Exercise goal => Beginning at the line containing "Please draw the outline of every instance of the <item>short" and continuing to the end of the records below, give each line again exactly as it stands, and only those lines.

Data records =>

......

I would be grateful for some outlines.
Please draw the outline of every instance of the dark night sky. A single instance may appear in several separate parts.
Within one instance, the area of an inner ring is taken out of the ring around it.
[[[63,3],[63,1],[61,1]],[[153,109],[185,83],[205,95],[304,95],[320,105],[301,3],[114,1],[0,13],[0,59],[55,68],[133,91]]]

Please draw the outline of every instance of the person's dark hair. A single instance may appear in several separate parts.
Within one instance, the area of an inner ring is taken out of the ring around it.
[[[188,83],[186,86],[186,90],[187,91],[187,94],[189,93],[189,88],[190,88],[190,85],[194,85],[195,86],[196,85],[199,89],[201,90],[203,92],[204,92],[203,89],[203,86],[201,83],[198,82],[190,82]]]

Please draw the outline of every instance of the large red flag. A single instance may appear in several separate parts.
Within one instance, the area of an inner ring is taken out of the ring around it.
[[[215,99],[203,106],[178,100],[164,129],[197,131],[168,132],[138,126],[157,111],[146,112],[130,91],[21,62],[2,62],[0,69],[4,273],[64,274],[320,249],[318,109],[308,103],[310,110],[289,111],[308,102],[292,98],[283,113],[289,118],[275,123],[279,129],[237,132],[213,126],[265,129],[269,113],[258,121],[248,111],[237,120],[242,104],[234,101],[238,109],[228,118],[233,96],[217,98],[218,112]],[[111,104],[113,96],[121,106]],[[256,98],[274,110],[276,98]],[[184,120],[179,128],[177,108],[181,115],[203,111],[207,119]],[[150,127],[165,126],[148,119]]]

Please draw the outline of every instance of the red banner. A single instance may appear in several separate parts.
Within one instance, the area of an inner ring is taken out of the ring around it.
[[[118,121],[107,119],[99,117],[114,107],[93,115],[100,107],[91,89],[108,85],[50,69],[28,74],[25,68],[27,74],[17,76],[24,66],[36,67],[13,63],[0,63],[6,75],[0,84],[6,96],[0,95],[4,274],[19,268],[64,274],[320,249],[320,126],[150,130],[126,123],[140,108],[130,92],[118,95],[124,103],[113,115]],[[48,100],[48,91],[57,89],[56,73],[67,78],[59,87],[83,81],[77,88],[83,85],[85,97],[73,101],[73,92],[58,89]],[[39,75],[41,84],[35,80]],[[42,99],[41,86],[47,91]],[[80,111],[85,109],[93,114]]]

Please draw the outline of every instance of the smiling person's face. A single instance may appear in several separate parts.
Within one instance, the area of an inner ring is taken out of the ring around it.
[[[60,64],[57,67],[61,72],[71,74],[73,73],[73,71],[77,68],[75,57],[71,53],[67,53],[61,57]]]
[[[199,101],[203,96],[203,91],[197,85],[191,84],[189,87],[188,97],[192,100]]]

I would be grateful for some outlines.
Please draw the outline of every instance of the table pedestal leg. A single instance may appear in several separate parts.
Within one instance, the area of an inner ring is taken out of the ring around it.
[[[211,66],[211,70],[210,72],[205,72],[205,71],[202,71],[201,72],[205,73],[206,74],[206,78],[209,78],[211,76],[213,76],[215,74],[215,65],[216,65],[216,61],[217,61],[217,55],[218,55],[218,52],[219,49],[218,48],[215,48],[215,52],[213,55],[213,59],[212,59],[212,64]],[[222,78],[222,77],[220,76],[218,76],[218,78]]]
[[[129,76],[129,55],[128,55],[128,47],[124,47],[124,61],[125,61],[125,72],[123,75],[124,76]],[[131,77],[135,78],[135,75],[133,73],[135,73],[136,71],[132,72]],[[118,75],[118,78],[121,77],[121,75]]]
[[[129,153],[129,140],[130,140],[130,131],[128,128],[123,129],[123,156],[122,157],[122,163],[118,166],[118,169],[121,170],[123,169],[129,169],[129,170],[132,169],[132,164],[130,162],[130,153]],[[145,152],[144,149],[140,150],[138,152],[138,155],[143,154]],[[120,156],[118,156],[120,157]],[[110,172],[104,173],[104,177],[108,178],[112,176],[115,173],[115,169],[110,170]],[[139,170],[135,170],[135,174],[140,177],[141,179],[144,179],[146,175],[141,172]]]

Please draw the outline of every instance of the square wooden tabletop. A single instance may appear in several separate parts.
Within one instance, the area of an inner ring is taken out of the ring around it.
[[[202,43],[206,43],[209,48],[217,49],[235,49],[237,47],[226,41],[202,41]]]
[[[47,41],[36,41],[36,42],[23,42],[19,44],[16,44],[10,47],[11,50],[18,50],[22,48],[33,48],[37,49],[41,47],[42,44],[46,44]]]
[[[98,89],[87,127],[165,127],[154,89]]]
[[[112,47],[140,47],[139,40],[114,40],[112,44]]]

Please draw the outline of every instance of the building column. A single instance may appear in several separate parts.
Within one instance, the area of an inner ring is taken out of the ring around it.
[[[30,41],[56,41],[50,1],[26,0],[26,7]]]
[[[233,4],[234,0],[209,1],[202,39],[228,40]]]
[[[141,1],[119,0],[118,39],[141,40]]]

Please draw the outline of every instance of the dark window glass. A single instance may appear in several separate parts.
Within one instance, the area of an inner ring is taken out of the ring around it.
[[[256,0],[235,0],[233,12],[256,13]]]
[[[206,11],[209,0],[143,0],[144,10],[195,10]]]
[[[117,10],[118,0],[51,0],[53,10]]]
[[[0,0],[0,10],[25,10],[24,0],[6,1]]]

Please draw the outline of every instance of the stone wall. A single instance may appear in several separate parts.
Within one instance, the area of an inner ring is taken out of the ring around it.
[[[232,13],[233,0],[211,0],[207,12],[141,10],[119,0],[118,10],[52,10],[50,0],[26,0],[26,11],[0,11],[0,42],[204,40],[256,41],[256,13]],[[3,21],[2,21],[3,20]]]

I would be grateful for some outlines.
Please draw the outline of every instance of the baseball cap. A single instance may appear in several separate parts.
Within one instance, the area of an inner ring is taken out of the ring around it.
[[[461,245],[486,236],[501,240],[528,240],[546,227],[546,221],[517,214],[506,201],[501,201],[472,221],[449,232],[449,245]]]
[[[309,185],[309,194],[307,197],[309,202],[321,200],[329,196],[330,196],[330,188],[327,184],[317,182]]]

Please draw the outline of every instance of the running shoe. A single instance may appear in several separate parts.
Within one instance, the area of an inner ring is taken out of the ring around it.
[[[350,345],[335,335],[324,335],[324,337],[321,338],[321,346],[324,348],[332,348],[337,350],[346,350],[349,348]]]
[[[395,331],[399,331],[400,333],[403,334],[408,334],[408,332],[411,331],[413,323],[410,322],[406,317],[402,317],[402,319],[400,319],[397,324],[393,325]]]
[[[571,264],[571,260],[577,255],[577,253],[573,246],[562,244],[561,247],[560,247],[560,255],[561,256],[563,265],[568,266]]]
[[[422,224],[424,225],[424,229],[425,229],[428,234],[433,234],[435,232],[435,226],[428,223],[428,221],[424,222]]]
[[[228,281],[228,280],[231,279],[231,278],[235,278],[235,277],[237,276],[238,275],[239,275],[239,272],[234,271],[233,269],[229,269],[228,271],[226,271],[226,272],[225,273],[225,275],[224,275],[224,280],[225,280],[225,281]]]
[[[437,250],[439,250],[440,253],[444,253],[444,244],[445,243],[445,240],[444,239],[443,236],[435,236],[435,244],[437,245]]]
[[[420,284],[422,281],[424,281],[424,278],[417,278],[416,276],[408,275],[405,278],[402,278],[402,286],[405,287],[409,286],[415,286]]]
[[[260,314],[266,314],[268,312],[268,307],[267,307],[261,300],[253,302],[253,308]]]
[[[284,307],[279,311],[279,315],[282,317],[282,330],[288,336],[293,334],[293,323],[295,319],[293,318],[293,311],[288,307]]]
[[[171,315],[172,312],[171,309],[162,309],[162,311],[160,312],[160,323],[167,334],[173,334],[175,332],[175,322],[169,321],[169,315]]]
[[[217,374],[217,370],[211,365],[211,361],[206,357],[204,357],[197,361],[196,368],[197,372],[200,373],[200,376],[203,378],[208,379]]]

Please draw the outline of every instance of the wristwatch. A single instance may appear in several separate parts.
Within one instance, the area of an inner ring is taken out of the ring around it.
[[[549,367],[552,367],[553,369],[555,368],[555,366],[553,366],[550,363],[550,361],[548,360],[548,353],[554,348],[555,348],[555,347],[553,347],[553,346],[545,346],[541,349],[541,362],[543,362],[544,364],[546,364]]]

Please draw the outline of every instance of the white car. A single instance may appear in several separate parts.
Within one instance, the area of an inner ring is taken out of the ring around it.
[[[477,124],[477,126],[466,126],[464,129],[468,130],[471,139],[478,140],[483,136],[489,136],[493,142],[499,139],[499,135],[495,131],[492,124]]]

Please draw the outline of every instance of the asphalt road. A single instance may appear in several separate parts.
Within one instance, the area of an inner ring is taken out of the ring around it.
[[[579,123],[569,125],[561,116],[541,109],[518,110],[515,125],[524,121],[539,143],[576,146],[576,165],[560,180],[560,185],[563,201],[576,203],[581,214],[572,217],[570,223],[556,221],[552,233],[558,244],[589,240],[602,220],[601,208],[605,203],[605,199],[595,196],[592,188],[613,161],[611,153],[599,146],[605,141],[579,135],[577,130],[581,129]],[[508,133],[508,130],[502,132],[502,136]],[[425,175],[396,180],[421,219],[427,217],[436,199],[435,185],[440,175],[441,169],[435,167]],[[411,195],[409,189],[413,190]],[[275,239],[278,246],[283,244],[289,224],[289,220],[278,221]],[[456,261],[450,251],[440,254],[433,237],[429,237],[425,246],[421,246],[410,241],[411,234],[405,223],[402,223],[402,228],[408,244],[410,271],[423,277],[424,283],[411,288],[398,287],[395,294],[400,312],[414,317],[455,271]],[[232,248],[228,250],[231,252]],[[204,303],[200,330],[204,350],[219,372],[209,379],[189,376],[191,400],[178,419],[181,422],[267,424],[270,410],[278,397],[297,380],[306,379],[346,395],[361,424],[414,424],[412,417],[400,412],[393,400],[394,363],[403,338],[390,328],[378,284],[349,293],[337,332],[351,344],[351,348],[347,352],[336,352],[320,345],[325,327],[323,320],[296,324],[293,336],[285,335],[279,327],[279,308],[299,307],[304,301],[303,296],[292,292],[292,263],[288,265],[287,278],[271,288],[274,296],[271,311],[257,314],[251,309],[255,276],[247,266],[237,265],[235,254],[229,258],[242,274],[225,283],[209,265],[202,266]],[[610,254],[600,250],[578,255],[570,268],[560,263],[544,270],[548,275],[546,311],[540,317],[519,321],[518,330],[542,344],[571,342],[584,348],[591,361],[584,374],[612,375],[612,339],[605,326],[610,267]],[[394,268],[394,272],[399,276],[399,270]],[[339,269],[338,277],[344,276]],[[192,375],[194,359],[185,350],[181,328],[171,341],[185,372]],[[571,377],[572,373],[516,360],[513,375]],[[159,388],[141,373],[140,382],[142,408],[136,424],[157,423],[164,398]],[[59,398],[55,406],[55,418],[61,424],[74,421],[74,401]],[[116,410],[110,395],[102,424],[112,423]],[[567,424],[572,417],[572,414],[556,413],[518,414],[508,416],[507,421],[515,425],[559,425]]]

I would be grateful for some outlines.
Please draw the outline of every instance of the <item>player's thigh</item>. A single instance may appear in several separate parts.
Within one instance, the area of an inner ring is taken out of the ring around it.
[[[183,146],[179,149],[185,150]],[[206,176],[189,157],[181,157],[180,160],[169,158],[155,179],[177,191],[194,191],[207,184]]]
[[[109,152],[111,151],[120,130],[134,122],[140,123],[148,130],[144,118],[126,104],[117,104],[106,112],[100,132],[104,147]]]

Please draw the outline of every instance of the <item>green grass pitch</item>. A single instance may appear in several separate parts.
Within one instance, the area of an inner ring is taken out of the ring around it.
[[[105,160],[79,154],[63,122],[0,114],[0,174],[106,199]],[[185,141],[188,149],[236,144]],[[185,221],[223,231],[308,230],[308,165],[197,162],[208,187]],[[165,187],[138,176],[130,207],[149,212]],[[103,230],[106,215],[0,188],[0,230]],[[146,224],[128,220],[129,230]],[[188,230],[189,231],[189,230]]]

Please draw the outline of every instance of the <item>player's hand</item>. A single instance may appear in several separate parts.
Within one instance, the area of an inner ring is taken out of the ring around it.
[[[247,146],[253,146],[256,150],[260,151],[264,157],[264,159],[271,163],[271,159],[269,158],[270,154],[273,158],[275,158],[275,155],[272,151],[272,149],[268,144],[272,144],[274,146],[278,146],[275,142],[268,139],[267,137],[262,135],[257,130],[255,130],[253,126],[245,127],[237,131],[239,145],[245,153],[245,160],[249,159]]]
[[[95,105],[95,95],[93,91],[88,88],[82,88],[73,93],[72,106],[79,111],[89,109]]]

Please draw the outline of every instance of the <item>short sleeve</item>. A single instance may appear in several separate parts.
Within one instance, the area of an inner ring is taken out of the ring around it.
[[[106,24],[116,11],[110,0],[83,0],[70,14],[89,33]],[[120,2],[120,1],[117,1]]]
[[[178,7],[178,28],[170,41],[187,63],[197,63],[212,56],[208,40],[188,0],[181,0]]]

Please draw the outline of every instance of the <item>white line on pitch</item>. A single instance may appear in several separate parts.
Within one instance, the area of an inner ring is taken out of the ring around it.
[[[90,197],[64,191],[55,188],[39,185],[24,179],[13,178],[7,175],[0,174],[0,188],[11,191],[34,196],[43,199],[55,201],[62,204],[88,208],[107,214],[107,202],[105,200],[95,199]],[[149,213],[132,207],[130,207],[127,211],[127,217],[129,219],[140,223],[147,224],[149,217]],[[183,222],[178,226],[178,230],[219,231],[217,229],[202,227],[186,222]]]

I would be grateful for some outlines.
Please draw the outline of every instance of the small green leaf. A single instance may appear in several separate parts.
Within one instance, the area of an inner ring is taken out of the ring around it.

......

Completed exercise =>
Please draw the outline of every instance of the <item>short sleeve</item>. A single instance may appear in several separate parts.
Within one instance, the area of an inner ring is taken out of the ring around it.
[[[106,24],[116,11],[110,0],[83,0],[70,14],[89,33]],[[120,2],[120,1],[117,1]]]
[[[178,7],[178,28],[170,41],[187,63],[197,63],[212,56],[208,40],[188,0],[181,0]]]

Please draw the outline of every instance of the <item>white line on pitch</item>. A single instance may appear in several separate parts.
Within one instance, the area of an inner ring is taken out of the ring around it.
[[[90,197],[64,191],[55,188],[39,185],[24,179],[13,178],[7,175],[0,174],[0,188],[11,191],[34,196],[43,199],[55,201],[62,204],[88,208],[107,214],[107,202],[105,200],[95,199]],[[149,213],[132,207],[130,207],[127,211],[127,217],[129,219],[140,223],[147,224],[149,217]],[[183,222],[178,226],[178,230],[219,231],[217,229],[202,227],[186,222]]]

I would be grateful for some outlines.
Please draw the outline of every instance of the small green leaf. A single instance may appear in several separate parts.
Within one instance, the area of an inner ring is taken out of the ring around it.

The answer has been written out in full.